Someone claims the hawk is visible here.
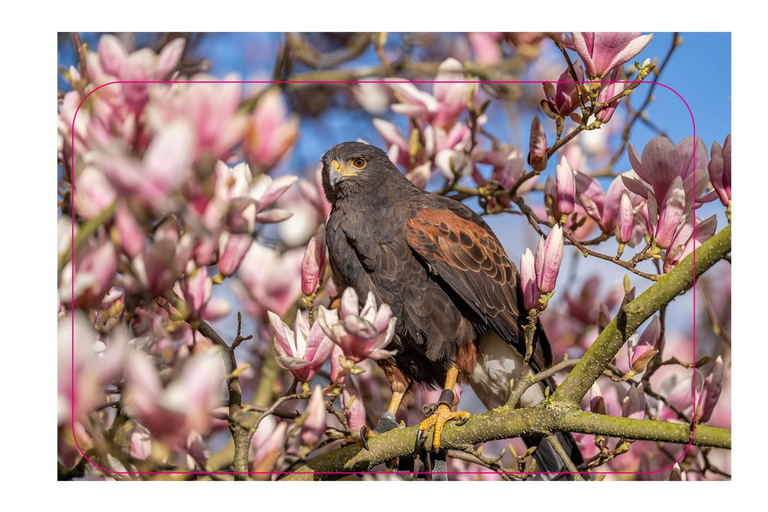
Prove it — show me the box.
[322,142,582,471]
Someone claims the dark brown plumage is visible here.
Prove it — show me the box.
[322,142,580,474]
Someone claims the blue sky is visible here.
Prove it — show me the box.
[59,33,731,344]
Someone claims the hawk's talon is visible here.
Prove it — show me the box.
[416,403,469,450]
[360,412,399,451]
[360,425,376,451]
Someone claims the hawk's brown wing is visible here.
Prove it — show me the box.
[405,205,552,369]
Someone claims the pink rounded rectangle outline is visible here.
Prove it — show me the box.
[70,79,697,475]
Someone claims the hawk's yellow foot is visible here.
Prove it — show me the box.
[416,403,469,450]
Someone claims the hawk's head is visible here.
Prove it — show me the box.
[321,142,402,202]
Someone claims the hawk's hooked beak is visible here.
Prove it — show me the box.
[328,160,357,187]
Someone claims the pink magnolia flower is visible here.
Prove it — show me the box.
[133,238,179,298]
[534,225,563,294]
[564,32,653,78]
[467,32,504,65]
[298,165,331,222]
[115,201,147,258]
[472,145,538,208]
[341,384,365,431]
[301,385,326,448]
[520,247,541,310]
[595,68,626,123]
[317,288,397,363]
[565,274,624,326]
[352,82,392,115]
[627,316,661,373]
[589,382,606,414]
[328,344,349,384]
[696,356,723,423]
[243,87,299,172]
[622,137,707,249]
[248,416,288,480]
[59,236,117,309]
[301,224,328,295]
[616,191,635,244]
[528,116,547,171]
[574,171,644,241]
[267,311,334,382]
[86,34,184,112]
[148,74,246,160]
[702,138,731,206]
[389,58,477,129]
[94,121,194,207]
[232,242,304,318]
[126,349,224,449]
[57,311,104,426]
[432,123,473,179]
[656,373,702,421]
[555,156,576,215]
[72,165,117,219]
[664,215,717,272]
[373,119,411,169]
[621,384,646,420]
[181,267,213,319]
[541,62,584,119]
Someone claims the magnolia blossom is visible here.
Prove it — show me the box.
[126,349,225,449]
[472,145,538,208]
[565,274,624,326]
[232,242,304,318]
[664,215,717,272]
[627,316,661,373]
[248,416,288,480]
[195,162,297,276]
[133,238,180,297]
[148,74,246,160]
[656,373,702,421]
[59,234,117,309]
[534,225,563,294]
[616,191,634,244]
[267,311,334,382]
[702,138,731,206]
[387,58,477,128]
[301,224,328,295]
[696,356,723,423]
[243,87,299,172]
[317,288,397,362]
[622,137,707,249]
[467,32,504,65]
[555,156,576,215]
[589,381,606,414]
[574,171,646,246]
[86,34,185,112]
[564,32,653,78]
[301,385,326,448]
[94,121,195,208]
[621,384,646,420]
[595,68,626,123]
[341,384,365,431]
[541,62,584,119]
[528,116,547,171]
[520,247,541,310]
[373,116,474,180]
[181,267,213,319]
[57,311,104,425]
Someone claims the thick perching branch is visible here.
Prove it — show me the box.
[285,226,731,480]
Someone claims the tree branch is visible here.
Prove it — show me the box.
[552,225,731,403]
[285,226,731,480]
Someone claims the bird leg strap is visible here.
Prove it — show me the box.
[360,391,405,450]
[416,365,469,450]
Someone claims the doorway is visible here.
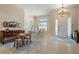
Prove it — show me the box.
[55,16,72,37]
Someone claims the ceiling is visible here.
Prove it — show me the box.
[16,4,76,16]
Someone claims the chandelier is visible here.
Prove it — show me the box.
[58,4,70,16]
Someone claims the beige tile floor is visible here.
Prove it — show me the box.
[0,34,79,54]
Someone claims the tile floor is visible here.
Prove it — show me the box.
[0,35,79,54]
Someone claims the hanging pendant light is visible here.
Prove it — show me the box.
[58,4,70,16]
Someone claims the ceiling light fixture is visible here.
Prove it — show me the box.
[58,4,70,16]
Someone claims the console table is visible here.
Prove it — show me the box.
[0,30,25,44]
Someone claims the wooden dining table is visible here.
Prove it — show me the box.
[14,32,31,47]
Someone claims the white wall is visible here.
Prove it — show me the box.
[0,5,24,30]
[49,6,79,35]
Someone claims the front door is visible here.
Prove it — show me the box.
[58,16,68,37]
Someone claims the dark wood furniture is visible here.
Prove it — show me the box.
[73,32,79,43]
[14,32,31,48]
[0,30,25,44]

* * * * *

» **EXERCISE DIRECTIONS**
Could you copy out every one of the lines above word for word, omitting the pictures?

» **RESULT OF THIS TASK**
Someone claims the hawk is visible here.
Prove it — show me the box.
[322,142,582,471]
Someone claims the dark brown plumage is visible here.
Prove it — show me the box.
[322,142,580,474]
Someone claims the blue sky is visible here.
Prove it — show me the box.
[59,33,731,344]
Someone claims the hawk's talon is visible here.
Prove it — show me the box.
[416,403,469,450]
[360,412,399,451]
[360,425,376,451]
Someone claims the hawk's brown wing is visible here.
Prove it — show me the box.
[405,205,552,369]
Someone claims the pink rounded rectangle outline is visible here.
Prove it — show me the box.
[70,79,697,475]
Someone claims the hawk's yellow foot is visible here.
Prove it — show me the box.
[416,403,469,450]
Someone claims the hawk's head is visible here.
Prove it — show me the box.
[321,142,402,202]
Someone claims the hawk's hooked beak is visible here.
Prove it — show me the box.
[328,160,357,187]
Someone claims the pink magnolia flower is visible here.
Prove it — show me the box.
[133,238,179,298]
[534,225,563,294]
[564,32,653,78]
[467,32,504,65]
[298,165,331,222]
[115,201,147,258]
[472,145,538,208]
[341,384,365,431]
[301,385,326,448]
[520,247,541,310]
[595,68,626,123]
[317,288,397,363]
[565,274,624,326]
[352,82,392,115]
[627,316,661,373]
[589,382,606,414]
[328,344,349,384]
[696,356,723,423]
[243,87,299,172]
[622,137,707,249]
[248,416,288,480]
[59,236,117,309]
[301,224,328,295]
[616,191,635,244]
[528,116,547,171]
[574,171,644,241]
[267,311,334,382]
[86,34,184,112]
[148,74,246,160]
[702,138,731,206]
[389,58,477,129]
[94,121,194,207]
[232,242,304,318]
[126,349,224,449]
[57,311,104,426]
[432,123,473,179]
[656,373,702,421]
[555,156,576,215]
[72,165,117,219]
[664,215,717,272]
[373,119,411,169]
[621,384,646,420]
[181,267,213,319]
[541,62,584,119]
Someone claims the magnolia blossom is visible here.
Prove it — show me the box.
[126,349,225,449]
[472,145,538,208]
[565,274,624,326]
[232,242,304,318]
[664,215,717,272]
[627,316,661,373]
[248,416,288,480]
[195,162,297,276]
[133,238,180,297]
[148,74,246,160]
[656,373,702,421]
[59,234,117,309]
[534,225,563,294]
[616,191,634,244]
[267,311,334,382]
[702,138,731,206]
[387,58,477,128]
[301,224,328,295]
[696,356,723,423]
[243,87,299,172]
[317,288,397,362]
[622,137,707,249]
[467,32,504,65]
[555,156,576,215]
[589,381,606,414]
[574,171,646,246]
[86,34,185,112]
[564,32,653,78]
[301,385,326,448]
[94,121,195,208]
[621,384,646,420]
[595,68,626,123]
[341,384,365,431]
[541,62,584,119]
[528,116,547,171]
[520,247,541,310]
[373,116,474,180]
[181,267,213,319]
[57,311,104,425]
Someone claims the thick perching branch is visible here.
Prove it — show me the box.
[285,226,731,480]
Someone claims the tree branch is visible here.
Prove it — show me the box.
[552,225,731,403]
[285,226,731,480]
Someone claims the bird leg strap is visible here.
Prove it — show me the box.
[360,391,405,450]
[416,365,469,450]
Someone claims the doorway is visible here.
Prove it — show me the box.
[55,16,72,37]
Someone claims the ceiling is visible here.
Prove it — show me the box.
[16,4,76,16]
Someone claims the chandelier is visible here.
Prove it — show me the box.
[58,4,70,16]
Someone claims the beige tile floor is visible here.
Prove it — show me the box.
[0,34,79,54]
Someone claims the tile floor is visible here.
Prove it — show me the box.
[0,35,79,54]
Someone claims the hanging pendant light is visible here.
Prove it — show me the box.
[58,4,70,16]
Someone claims the ceiling light fixture is visible here.
Prove it — show me the box.
[58,4,70,16]
Someone claims the console table is visible here.
Prove it — show me the box.
[0,30,25,44]
Someone claims the wooden dining table is visible here.
Prove it — show me the box.
[14,32,31,47]
Someone claims the white wall is visible here.
Prove it — show me the box.
[0,5,24,30]
[49,6,79,35]
Someone claims the front door is visible here.
Prove it — show me the box.
[58,16,68,37]
Someone claims the dark wood furniture is visible here.
Prove it — show me the box.
[73,32,79,43]
[14,32,31,48]
[0,30,25,44]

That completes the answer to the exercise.